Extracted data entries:
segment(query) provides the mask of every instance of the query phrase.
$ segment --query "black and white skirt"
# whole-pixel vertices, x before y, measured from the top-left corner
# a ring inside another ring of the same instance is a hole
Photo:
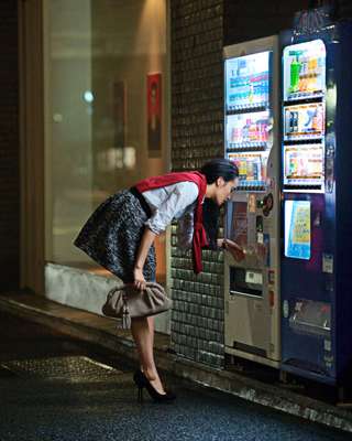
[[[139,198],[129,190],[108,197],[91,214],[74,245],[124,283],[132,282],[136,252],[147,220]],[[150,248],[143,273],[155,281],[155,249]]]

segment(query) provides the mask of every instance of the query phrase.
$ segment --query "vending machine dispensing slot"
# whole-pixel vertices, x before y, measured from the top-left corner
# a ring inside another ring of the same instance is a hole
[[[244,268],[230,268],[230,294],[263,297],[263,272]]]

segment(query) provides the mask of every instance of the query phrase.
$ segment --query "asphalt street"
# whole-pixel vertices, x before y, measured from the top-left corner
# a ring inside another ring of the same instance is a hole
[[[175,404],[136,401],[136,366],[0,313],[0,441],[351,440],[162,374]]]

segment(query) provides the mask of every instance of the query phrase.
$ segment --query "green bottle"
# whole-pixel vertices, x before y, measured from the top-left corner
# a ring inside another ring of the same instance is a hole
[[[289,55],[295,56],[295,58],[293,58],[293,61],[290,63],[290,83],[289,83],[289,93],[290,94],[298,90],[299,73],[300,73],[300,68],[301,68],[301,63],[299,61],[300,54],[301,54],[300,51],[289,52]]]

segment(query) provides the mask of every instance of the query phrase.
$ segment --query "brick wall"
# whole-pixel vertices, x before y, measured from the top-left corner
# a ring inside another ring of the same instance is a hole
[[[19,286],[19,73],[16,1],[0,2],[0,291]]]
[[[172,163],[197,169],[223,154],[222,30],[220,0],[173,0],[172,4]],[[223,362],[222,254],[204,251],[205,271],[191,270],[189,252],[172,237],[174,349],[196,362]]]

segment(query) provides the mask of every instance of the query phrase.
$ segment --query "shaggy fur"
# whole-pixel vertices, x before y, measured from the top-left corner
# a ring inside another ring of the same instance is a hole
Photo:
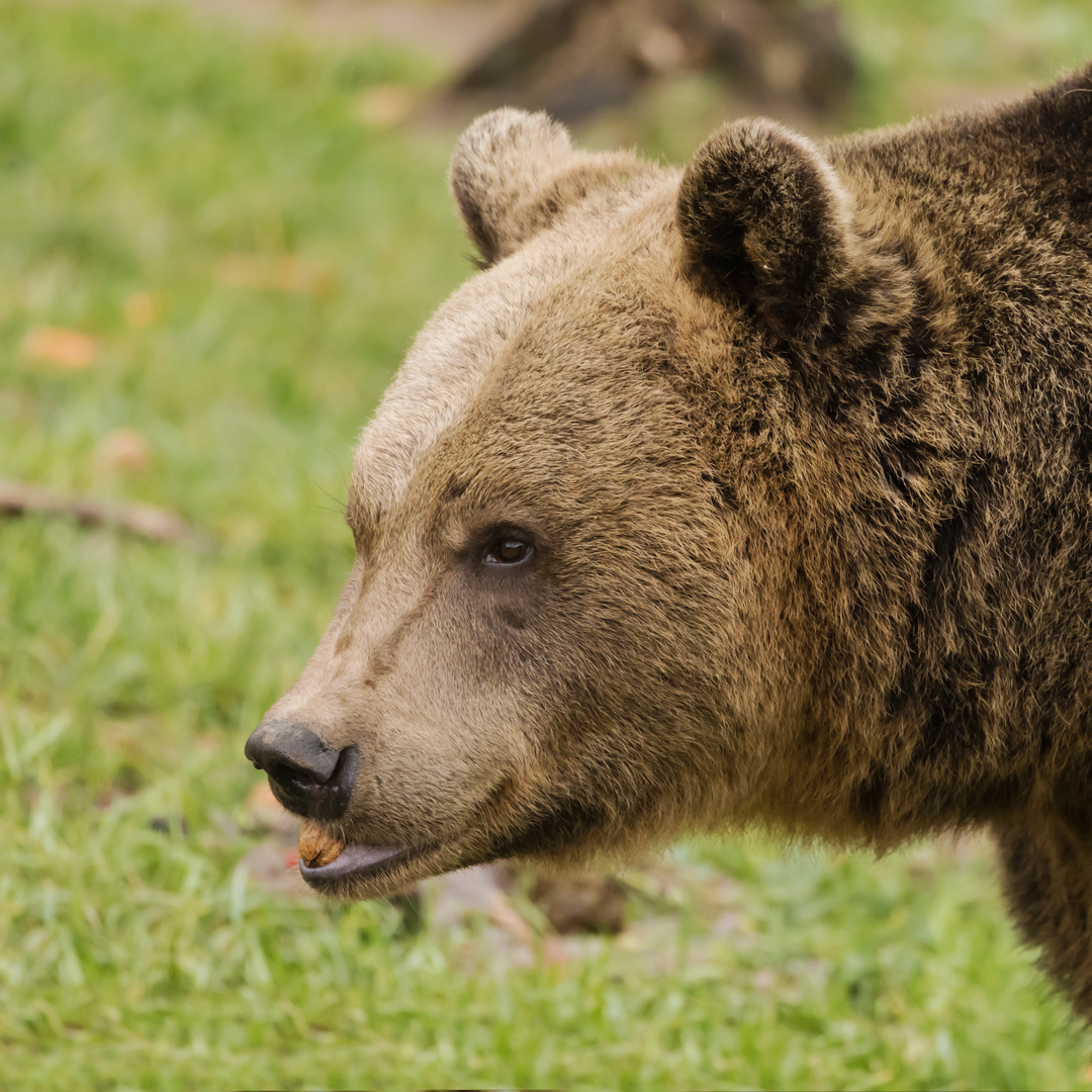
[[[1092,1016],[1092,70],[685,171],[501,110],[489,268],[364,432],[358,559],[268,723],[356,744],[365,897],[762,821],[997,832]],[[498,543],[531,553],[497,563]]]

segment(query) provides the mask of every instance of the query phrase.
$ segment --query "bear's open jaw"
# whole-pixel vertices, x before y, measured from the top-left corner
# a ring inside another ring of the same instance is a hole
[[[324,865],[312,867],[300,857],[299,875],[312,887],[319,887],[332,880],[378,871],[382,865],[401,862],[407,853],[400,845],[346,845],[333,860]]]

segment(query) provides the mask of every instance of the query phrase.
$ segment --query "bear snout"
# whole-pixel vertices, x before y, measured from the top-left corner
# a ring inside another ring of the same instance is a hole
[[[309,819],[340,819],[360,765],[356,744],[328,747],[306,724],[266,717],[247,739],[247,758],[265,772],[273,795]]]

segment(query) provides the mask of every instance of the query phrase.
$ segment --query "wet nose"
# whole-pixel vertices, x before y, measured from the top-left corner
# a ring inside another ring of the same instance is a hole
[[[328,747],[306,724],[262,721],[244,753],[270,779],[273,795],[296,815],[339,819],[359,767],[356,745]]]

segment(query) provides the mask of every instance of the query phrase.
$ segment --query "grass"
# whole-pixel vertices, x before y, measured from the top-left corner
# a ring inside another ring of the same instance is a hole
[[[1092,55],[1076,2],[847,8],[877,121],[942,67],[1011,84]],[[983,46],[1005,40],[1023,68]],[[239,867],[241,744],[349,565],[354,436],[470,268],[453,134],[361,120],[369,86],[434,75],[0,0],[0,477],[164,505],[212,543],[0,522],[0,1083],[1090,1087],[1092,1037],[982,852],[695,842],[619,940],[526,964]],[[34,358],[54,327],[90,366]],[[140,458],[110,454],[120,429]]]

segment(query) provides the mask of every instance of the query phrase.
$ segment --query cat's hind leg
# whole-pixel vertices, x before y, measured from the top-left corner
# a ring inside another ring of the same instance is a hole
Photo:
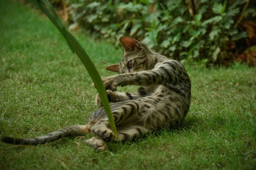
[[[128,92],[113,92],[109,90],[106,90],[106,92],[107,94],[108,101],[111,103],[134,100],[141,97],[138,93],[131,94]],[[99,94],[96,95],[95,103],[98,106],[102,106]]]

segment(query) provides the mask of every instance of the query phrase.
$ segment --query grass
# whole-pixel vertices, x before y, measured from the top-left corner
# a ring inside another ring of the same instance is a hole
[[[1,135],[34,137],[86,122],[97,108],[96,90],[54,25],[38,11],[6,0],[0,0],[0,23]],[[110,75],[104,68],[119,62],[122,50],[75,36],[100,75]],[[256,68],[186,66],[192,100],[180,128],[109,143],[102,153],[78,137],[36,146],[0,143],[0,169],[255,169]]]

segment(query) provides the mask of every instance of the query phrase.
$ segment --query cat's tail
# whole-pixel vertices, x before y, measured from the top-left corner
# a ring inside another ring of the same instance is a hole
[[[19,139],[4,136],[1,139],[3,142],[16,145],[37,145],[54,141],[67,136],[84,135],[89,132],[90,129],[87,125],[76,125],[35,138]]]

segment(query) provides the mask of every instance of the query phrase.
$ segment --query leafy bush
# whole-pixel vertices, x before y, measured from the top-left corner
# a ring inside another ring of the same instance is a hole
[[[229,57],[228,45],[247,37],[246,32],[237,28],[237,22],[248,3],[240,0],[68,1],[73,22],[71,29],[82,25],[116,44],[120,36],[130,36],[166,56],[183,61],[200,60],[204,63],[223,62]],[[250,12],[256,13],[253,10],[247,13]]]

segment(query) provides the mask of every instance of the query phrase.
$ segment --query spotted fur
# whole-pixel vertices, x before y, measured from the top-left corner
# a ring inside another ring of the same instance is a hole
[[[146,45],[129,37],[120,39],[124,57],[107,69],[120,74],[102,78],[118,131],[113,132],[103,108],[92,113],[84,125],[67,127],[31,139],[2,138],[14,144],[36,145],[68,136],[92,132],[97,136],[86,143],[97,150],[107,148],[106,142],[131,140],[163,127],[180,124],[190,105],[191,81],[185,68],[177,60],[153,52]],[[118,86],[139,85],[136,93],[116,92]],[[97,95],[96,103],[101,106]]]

* * *

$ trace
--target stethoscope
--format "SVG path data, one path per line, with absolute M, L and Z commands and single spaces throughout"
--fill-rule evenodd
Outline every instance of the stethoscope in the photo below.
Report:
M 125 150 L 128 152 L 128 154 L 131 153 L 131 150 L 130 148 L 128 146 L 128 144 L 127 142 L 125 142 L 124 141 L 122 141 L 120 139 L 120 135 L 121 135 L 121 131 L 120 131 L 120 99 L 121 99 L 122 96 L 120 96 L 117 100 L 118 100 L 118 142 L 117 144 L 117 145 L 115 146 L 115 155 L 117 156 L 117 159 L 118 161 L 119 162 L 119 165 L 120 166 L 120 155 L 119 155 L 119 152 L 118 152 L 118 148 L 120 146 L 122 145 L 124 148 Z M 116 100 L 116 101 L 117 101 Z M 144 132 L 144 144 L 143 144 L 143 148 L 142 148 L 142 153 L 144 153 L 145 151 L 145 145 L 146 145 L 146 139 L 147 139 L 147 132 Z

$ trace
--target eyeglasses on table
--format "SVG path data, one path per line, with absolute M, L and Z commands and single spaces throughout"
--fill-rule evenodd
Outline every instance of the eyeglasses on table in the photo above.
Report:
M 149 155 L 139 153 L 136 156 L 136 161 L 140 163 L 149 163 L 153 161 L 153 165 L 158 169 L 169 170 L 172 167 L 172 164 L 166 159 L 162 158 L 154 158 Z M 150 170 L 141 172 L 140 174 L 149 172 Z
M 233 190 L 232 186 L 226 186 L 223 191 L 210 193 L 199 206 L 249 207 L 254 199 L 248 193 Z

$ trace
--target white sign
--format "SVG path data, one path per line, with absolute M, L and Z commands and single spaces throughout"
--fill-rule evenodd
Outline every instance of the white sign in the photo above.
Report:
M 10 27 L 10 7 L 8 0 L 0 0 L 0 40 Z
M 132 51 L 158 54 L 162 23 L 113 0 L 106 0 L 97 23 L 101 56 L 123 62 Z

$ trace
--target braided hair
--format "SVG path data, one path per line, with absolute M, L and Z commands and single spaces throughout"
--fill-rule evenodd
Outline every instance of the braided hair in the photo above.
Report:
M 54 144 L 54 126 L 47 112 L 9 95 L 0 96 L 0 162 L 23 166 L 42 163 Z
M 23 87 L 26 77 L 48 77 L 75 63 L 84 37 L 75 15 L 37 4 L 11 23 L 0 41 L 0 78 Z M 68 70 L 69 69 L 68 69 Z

==

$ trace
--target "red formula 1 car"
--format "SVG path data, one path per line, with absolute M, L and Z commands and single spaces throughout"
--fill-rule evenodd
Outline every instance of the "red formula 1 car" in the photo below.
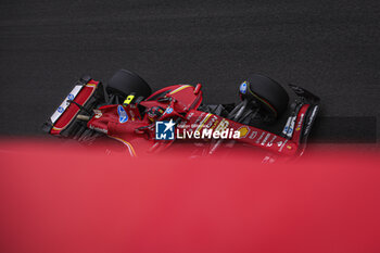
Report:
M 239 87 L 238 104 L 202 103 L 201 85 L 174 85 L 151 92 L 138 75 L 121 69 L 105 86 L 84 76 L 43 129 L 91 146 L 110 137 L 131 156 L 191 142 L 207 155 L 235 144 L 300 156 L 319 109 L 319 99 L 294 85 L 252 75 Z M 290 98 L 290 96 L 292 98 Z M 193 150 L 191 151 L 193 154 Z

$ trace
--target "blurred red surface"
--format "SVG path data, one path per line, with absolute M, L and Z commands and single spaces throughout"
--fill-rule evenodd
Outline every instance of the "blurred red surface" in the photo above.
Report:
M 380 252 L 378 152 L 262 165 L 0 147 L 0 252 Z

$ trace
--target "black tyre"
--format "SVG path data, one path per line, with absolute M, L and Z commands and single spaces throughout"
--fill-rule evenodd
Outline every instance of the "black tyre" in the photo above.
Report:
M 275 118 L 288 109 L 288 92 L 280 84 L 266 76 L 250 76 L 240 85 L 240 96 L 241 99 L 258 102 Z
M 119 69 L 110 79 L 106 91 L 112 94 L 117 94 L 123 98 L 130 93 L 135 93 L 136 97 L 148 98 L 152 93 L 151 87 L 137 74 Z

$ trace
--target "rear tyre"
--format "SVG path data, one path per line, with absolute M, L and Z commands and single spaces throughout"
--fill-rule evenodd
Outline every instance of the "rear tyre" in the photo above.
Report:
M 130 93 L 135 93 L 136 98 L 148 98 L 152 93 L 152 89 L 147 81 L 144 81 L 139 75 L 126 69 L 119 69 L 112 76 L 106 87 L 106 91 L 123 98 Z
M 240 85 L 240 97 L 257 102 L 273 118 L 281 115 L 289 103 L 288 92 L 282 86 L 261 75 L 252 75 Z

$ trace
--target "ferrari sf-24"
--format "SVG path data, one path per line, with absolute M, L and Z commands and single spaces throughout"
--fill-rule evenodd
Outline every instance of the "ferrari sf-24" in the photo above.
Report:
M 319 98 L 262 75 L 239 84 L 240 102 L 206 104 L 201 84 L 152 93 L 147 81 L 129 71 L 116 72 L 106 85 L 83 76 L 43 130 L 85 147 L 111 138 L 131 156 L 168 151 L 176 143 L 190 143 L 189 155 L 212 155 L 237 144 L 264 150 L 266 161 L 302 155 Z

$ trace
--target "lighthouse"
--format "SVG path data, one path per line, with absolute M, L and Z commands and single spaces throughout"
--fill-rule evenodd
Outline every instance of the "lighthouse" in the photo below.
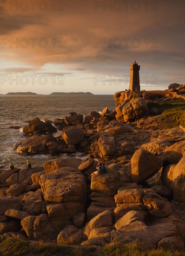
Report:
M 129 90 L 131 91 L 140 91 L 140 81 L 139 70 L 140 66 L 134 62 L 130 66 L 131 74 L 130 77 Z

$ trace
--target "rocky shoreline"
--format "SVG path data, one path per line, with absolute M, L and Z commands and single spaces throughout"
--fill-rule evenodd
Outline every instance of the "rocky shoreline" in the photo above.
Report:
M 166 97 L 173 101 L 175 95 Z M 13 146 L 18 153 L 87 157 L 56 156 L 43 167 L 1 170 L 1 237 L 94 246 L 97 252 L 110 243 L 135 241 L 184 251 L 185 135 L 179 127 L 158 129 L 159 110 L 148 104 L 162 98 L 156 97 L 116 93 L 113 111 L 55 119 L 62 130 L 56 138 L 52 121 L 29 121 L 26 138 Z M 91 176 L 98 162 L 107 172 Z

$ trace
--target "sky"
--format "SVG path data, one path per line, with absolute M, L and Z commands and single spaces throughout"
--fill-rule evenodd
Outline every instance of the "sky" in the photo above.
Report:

* What is being asked: Gather every line in the rows above that contains the string "surface".

* Response:
--target "blurred red surface"
Outline every instance of the "blurred red surface" in the photo above.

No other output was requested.